-- Start of Page extract --

Based on the exceptional and fascinating eyewitness account of a 17th century Spanish padre, Dave Horner's Shipwreck is the absorbing and true story of two immense galleons that were lost (along with hundreds of passengers and millions of pesos in treasure) to disasters at sea. Shipwreck is an extraordinary literary adventure which interweaves accounts of the many attempts throughout the past three centuries to recover the sunken treasure, including the recent discovery and salvage of one of the galleons by Dave Horner himself. Shipwreck is an outstanding history of true adventure on the high seas, past and present, which is wonderfully enhanced for the reader with 50 halftone photographic illustrations, six maps, four line drawings, seven appendices, as well as bibliographies of archival sources, institutions, original documents or primary works, and a general listing of thematically appropriate titles for further suggested readings. -- Midwest Book Review, October 12, 1999

Some people dream of buried treasure. Some read about it with fascination. A rare few take a deep breath and jump in after it. Dave Horner does all three.

-- End of Page extract --
-- Start of Extracted records --

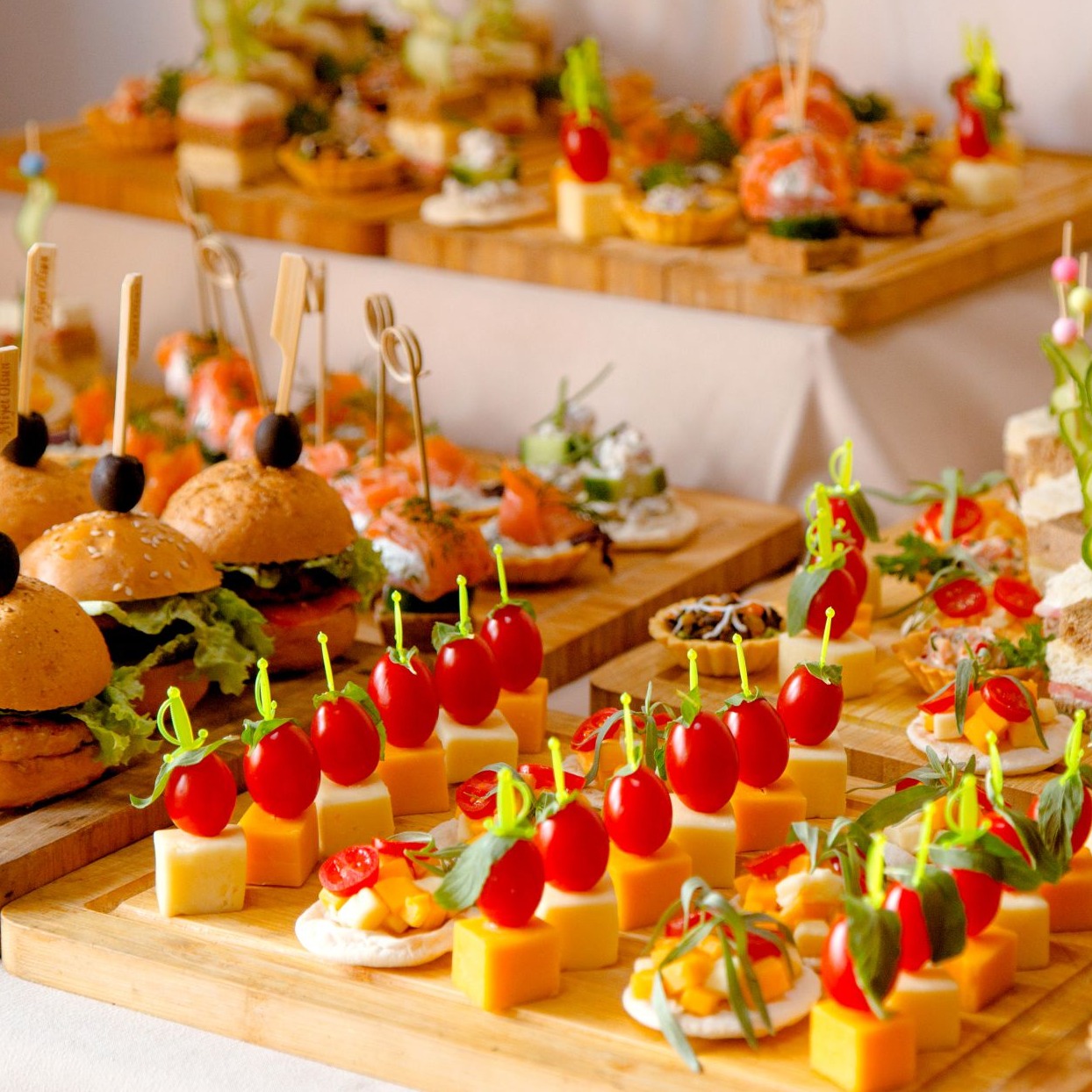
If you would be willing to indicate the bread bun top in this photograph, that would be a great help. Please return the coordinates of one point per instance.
(241, 513)
(37, 497)
(119, 557)
(53, 654)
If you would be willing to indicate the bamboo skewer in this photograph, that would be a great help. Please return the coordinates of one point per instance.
(37, 313)
(402, 338)
(378, 317)
(289, 307)
(128, 350)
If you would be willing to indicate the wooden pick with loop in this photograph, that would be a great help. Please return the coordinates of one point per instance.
(394, 341)
(378, 317)
(220, 265)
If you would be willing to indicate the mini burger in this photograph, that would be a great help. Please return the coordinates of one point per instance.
(156, 598)
(284, 541)
(66, 715)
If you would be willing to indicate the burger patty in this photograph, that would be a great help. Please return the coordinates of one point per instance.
(295, 586)
(130, 645)
(40, 735)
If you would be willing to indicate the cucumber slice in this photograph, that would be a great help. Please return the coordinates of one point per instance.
(632, 487)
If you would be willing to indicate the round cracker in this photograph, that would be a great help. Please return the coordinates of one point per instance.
(787, 1010)
(1014, 760)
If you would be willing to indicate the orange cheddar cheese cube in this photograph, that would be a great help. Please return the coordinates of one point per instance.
(280, 851)
(416, 778)
(352, 815)
(1028, 916)
(1070, 899)
(586, 923)
(525, 711)
(497, 967)
(930, 998)
(645, 887)
(985, 969)
(859, 1052)
(764, 815)
(710, 839)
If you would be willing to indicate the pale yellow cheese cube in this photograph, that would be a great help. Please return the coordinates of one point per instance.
(199, 875)
(930, 998)
(466, 750)
(710, 839)
(820, 773)
(586, 923)
(352, 815)
(1028, 916)
(587, 211)
(854, 654)
(363, 911)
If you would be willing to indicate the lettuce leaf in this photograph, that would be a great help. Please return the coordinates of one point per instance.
(119, 730)
(358, 566)
(227, 634)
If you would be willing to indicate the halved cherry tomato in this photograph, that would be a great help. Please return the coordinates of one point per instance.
(961, 599)
(350, 871)
(770, 865)
(1017, 596)
(1006, 699)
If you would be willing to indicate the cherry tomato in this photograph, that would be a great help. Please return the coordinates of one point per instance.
(200, 798)
(961, 599)
(346, 741)
(916, 947)
(836, 967)
(406, 700)
(1083, 826)
(511, 892)
(587, 150)
(350, 871)
(468, 683)
(702, 764)
(809, 707)
(574, 847)
(981, 895)
(772, 864)
(761, 741)
(840, 509)
(840, 592)
(636, 810)
(1006, 699)
(1017, 596)
(282, 772)
(542, 778)
(517, 645)
(966, 518)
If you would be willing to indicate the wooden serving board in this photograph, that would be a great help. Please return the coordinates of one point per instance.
(960, 250)
(98, 932)
(278, 209)
(873, 729)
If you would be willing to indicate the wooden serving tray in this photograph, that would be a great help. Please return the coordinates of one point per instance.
(583, 622)
(961, 249)
(277, 209)
(97, 932)
(873, 729)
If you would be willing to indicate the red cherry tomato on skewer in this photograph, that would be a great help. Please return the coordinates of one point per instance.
(574, 847)
(517, 645)
(200, 798)
(346, 741)
(282, 772)
(702, 762)
(406, 700)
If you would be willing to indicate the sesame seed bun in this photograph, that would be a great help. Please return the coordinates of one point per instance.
(53, 653)
(37, 497)
(241, 513)
(119, 557)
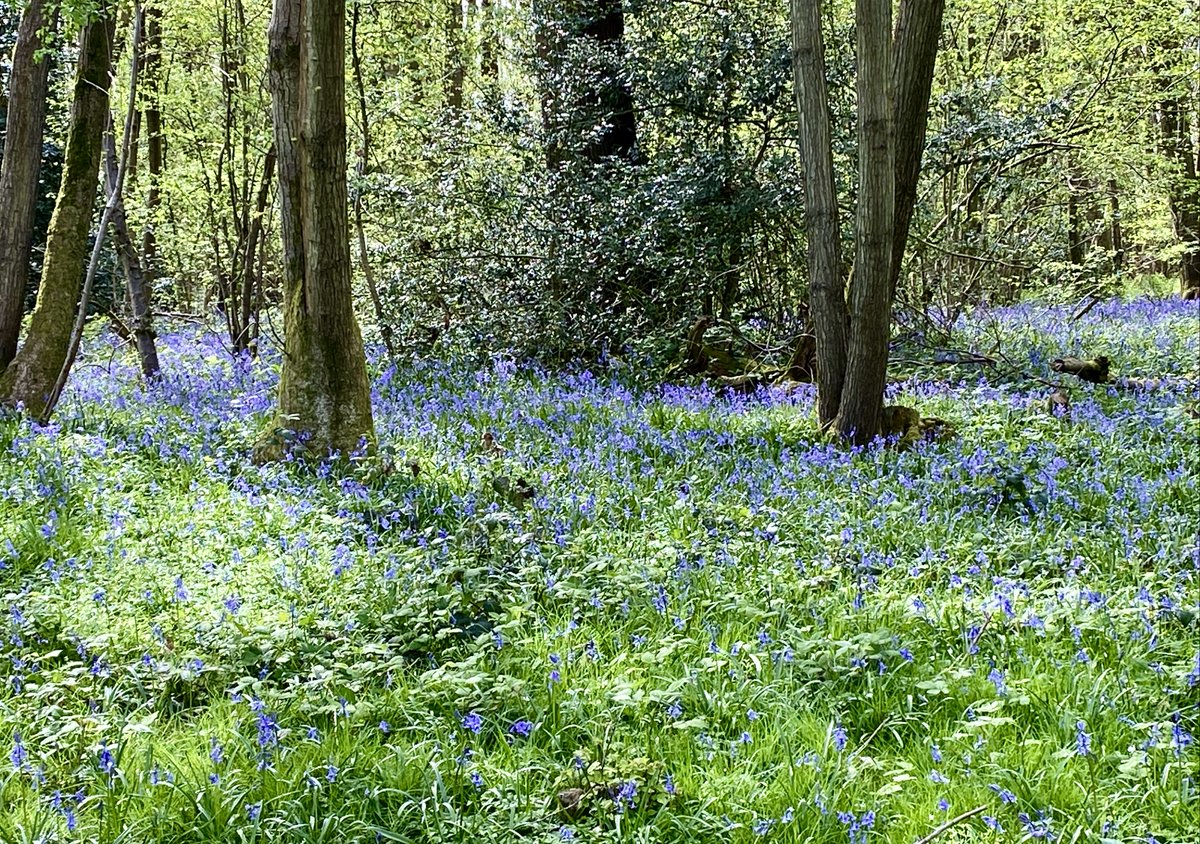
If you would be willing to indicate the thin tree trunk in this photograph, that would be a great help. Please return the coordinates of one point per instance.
(915, 53)
(31, 376)
(18, 173)
(361, 169)
(1183, 190)
(324, 393)
(823, 229)
(151, 72)
(106, 217)
(870, 321)
(131, 264)
(490, 51)
(251, 259)
(1116, 237)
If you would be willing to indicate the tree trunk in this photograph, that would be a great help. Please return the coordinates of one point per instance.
(915, 49)
(593, 102)
(18, 173)
(151, 89)
(31, 375)
(894, 79)
(870, 316)
(1183, 189)
(823, 234)
(490, 51)
(363, 167)
(324, 393)
(455, 70)
(126, 252)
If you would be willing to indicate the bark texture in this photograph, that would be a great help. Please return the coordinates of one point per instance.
(1183, 189)
(31, 375)
(893, 84)
(915, 51)
(18, 173)
(151, 87)
(324, 393)
(870, 316)
(131, 265)
(823, 227)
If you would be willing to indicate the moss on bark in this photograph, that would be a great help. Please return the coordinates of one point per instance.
(30, 377)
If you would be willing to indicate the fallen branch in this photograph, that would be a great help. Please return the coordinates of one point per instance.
(1092, 301)
(952, 822)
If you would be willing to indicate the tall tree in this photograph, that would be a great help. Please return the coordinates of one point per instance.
(894, 79)
(1182, 155)
(324, 393)
(136, 286)
(31, 375)
(18, 172)
(151, 87)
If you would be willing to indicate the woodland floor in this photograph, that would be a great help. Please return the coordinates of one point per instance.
(705, 624)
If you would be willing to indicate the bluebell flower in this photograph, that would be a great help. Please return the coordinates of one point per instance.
(1083, 741)
(839, 737)
(18, 756)
(105, 760)
(472, 722)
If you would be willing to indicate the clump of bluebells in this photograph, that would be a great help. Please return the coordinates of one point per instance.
(705, 620)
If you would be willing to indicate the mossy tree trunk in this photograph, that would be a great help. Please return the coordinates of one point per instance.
(18, 174)
(324, 393)
(894, 79)
(31, 375)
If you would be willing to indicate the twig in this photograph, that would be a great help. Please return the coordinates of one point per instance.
(1093, 300)
(951, 822)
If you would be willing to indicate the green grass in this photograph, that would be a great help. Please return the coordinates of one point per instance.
(717, 626)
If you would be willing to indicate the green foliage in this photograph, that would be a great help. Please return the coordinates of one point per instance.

-- End of Extracted records --

> **Task list**
#1 Condense the paragraph of the Shipwreck book review that opens with "Based on the exceptional" into a bulleted list, keeping its main facts.
#2 Write out the portion of the Shipwreck book review that starts at the words "Some people dream" and ends after "does all three.".
The records have no role in this work.

> **Answers to the exercise**
#1
- Draws on an eyewitness account by a 17th-century Spanish padre
- Tells the true story of two immense galleons lost at sea, along with hundreds of passengers and millions of pesos in treasure
- Weaves in three centuries of attempts to recover the sunken treasure, including Dave Horner's own recent discovery and salvage of one galleon
- Illustrated with 50 halftone photographs, six maps, four line drawings and seven appendices
- Includes bibliographies of archival sources, institutions, and original documents or primary works, plus a list of suggested further reading
- Source: Midwest Book Review, October 12, 1999

#2
Some people dream of buried treasure. Some read about it with fascination. A rare few take a deep breath and jump in after it. Dave Horner does all three.